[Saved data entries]
# # # #

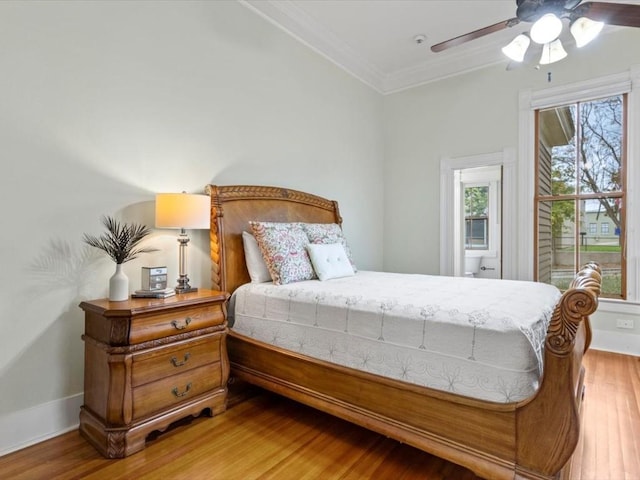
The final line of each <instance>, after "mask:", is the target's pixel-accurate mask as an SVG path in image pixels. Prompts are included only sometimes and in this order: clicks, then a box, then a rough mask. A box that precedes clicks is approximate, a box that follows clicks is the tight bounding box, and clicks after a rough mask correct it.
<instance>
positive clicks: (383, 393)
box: [206, 185, 601, 479]
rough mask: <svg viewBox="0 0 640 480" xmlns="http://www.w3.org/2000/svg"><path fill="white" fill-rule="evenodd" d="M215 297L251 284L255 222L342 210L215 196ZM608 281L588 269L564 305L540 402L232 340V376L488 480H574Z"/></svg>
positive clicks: (557, 327)
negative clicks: (590, 355) (309, 356)
mask: <svg viewBox="0 0 640 480" xmlns="http://www.w3.org/2000/svg"><path fill="white" fill-rule="evenodd" d="M206 190H207V193H208V194H209V195H210V196H211V208H212V210H211V215H212V221H211V232H210V240H211V259H212V283H213V288H216V289H220V290H223V291H227V292H229V293H233V291H234V290H235V289H236V288H237V287H239V286H240V285H242V284H244V283H247V282H249V281H250V280H249V274H248V272H247V269H246V265H245V258H244V249H243V244H242V231H243V230H248V229H249V225H248V222H249V221H250V220H262V221H274V222H296V221H299V222H310V223H338V224H341V223H342V219H341V217H340V212H339V209H338V204H337V202H335V201H330V200H326V199H324V198H321V197H318V196H315V195H311V194H307V193H304V192H299V191H295V190H291V189H284V188H276V187H261V186H242V185H241V186H214V185H209V186H207V189H206ZM600 281H601V278H600V271H599V268H598V267H597V265H594V264H590V265H587V266H585V268H583V269H582V270H581V271H580V272H579V273H578V274H577V276H576V278H575V279H574V281H573V283H572V285H571V288H570V289H569V290H567V291H566V292H565V293H564V294H563V296H562V298H561V299H560V301H559V303H558V304H557V306H556V308H555V311H554V314H553V316H552V320H551V323H550V326H549V329H548V332H547V337H546V343H545V351H544V375H543V377H542V380H541V384H540V387H539V389H538V391H537V393H536V394H535V395H534V396H533V397H531V398H529V399H527V400H525V401H520V402H516V403H504V404H503V403H494V402H488V401H482V400H476V399H472V398H469V397H464V396H460V395H456V394H453V393H447V392H443V391H438V390H434V389H431V388H426V387H421V386H416V385H412V384H408V383H404V382H401V381H397V380H390V379H386V378H383V377H380V376H378V375H374V374H370V373H366V372H362V371H357V370H354V369H351V368H347V367H343V366H339V365H335V364H331V363H329V362H325V361H321V360H315V359H313V358H311V357H307V356H305V355H301V354H299V353H293V352H290V351H287V350H284V349H282V348H278V347H274V346H271V345H267V344H264V343H262V342H258V341H255V340H253V339H250V338H247V337H245V336H242V335H239V334H236V333H234V331H233V330H231V331H230V332H229V335H228V337H227V342H228V351H229V357H230V362H231V375H232V377H235V378H237V379H240V380H244V381H246V382H249V383H251V384H254V385H257V386H259V387H262V388H265V389H267V390H270V391H273V392H276V393H278V394H282V395H284V396H287V397H289V398H291V399H294V400H296V401H299V402H301V403H304V404H307V405H309V406H312V407H314V408H317V409H319V410H322V411H325V412H328V413H330V414H332V415H335V416H337V417H340V418H343V419H346V420H348V421H350V422H353V423H355V424H358V425H360V426H363V427H366V428H368V429H370V430H373V431H376V432H379V433H381V434H383V435H386V436H388V437H391V438H394V439H396V440H398V441H400V442H403V443H406V444H409V445H412V446H414V447H416V448H418V449H420V450H423V451H425V452H428V453H431V454H433V455H436V456H438V457H441V458H444V459H446V460H449V461H451V462H453V463H456V464H459V465H462V466H464V467H466V468H468V469H470V470H472V471H473V472H474V473H476V474H477V475H479V476H481V477H484V478H497V479H507V478H509V479H513V478H529V479H550V478H566V477H567V476H568V469H569V467H570V461H569V460H570V458H571V455H572V454H573V451H574V449H575V447H576V444H577V442H578V437H579V433H580V407H581V401H582V396H583V379H584V368H583V366H582V357H583V355H584V353H585V352H586V350H587V349H588V347H589V343H590V341H591V329H590V326H589V318H588V316H589V315H590V314H591V313H593V312H594V311H595V310H596V308H597V304H598V295H599V293H600Z"/></svg>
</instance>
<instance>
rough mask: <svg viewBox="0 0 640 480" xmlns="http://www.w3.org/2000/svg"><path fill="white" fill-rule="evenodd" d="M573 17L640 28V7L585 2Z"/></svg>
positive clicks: (623, 25) (637, 6) (578, 8)
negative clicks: (579, 17)
mask: <svg viewBox="0 0 640 480" xmlns="http://www.w3.org/2000/svg"><path fill="white" fill-rule="evenodd" d="M571 16H572V17H573V18H579V17H583V16H584V17H587V18H590V19H591V20H595V21H598V22H604V23H605V24H607V25H618V26H620V27H639V28H640V5H629V4H627V3H604V2H585V3H583V4H581V5H578V6H577V7H576V8H575V10H574V11H573V14H572V15H571Z"/></svg>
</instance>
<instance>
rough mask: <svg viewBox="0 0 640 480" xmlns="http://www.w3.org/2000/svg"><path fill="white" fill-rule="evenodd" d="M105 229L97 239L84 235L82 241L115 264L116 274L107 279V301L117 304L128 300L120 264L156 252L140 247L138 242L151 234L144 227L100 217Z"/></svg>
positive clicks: (103, 217) (125, 284)
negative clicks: (82, 240) (115, 302)
mask: <svg viewBox="0 0 640 480" xmlns="http://www.w3.org/2000/svg"><path fill="white" fill-rule="evenodd" d="M101 221H102V224H103V225H104V226H105V228H106V229H107V231H106V233H103V234H102V235H100V236H99V237H96V236H94V235H88V234H86V233H85V234H84V237H83V240H84V241H85V242H86V243H87V244H89V245H91V246H92V247H96V248H99V249H100V250H102V251H104V252H105V253H106V254H107V255H109V257H111V259H112V260H113V261H114V262H116V273H114V274H113V276H112V277H111V278H110V279H109V300H111V301H114V302H117V301H122V300H127V299H128V298H129V279H128V278H127V276H126V275H125V274H124V272H123V271H122V264H123V263H126V262H129V261H131V260H134V259H135V258H138V256H139V255H140V254H142V253H151V252H157V251H158V249H157V248H152V247H140V246H139V245H140V242H142V240H144V238H145V237H146V236H147V235H149V234H150V233H151V230H150V229H149V228H148V227H147V226H146V225H141V224H137V223H120V222H118V221H117V220H115V219H114V218H113V217H110V216H106V215H104V216H102V218H101Z"/></svg>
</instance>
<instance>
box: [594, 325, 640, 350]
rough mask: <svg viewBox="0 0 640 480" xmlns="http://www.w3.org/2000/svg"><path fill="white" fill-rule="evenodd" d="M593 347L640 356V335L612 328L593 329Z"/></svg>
mask: <svg viewBox="0 0 640 480" xmlns="http://www.w3.org/2000/svg"><path fill="white" fill-rule="evenodd" d="M591 348H593V349H594V350H604V351H605V352H614V353H624V354H625V355H634V356H640V335H636V334H633V333H618V332H613V331H611V330H595V329H594V330H593V338H592V340H591Z"/></svg>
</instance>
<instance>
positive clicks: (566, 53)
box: [540, 40, 567, 65]
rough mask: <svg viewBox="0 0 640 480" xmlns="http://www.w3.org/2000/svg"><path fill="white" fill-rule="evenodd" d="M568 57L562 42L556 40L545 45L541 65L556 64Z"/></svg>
mask: <svg viewBox="0 0 640 480" xmlns="http://www.w3.org/2000/svg"><path fill="white" fill-rule="evenodd" d="M566 56H567V52H566V51H565V50H564V47H563V46H562V42H561V41H560V40H555V41H553V42H551V43H545V44H544V46H543V47H542V56H541V57H540V65H548V64H549V63H555V62H559V61H560V60H562V59H563V58H564V57H566Z"/></svg>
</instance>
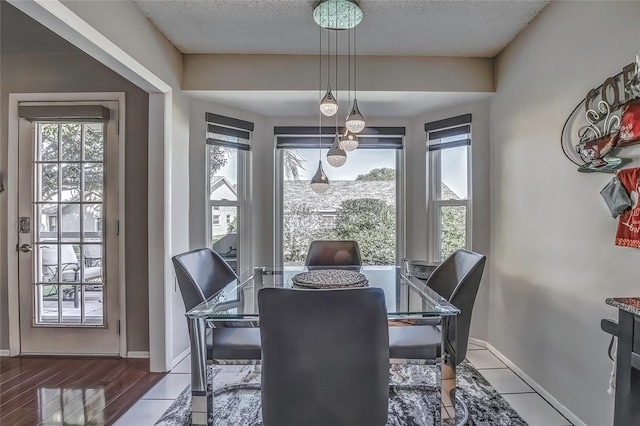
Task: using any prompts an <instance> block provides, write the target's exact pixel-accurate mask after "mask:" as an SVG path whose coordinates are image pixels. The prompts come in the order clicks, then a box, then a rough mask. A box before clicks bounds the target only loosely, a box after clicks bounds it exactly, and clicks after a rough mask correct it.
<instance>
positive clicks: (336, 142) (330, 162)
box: [327, 129, 347, 167]
mask: <svg viewBox="0 0 640 426" xmlns="http://www.w3.org/2000/svg"><path fill="white" fill-rule="evenodd" d="M346 162H347V153H346V152H344V150H343V149H342V148H340V135H338V132H337V129H336V136H335V138H333V145H331V149H329V152H327V163H329V164H331V165H332V166H333V167H342V166H344V163H346Z"/></svg>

# # # #

Copy the stretch from the start of the data through the line containing "positive clicks: (557, 327)", both ends included. Leave the pictures out of your copy.

WRITTEN REPLY:
The final line of each <instance>, after "mask:", is the target's pixel-accurate mask as an SVG path in image pixels. Prompts are included only sometimes and in this order: clicks, then a box, then a rough mask. A box that precedes clicks is approximate, a box that follows clicks is the tight bounding box, and clicks after a rough mask correct it.
<instance>
positive clicks: (383, 393)
box: [206, 185, 601, 479]
rough mask: <svg viewBox="0 0 640 480" xmlns="http://www.w3.org/2000/svg"><path fill="white" fill-rule="evenodd" d="M215 297L251 284L255 222L342 210L215 196ZM608 281L588 269L564 305L540 402L232 340V376L488 480H574Z"/></svg>
positive clicks: (557, 327)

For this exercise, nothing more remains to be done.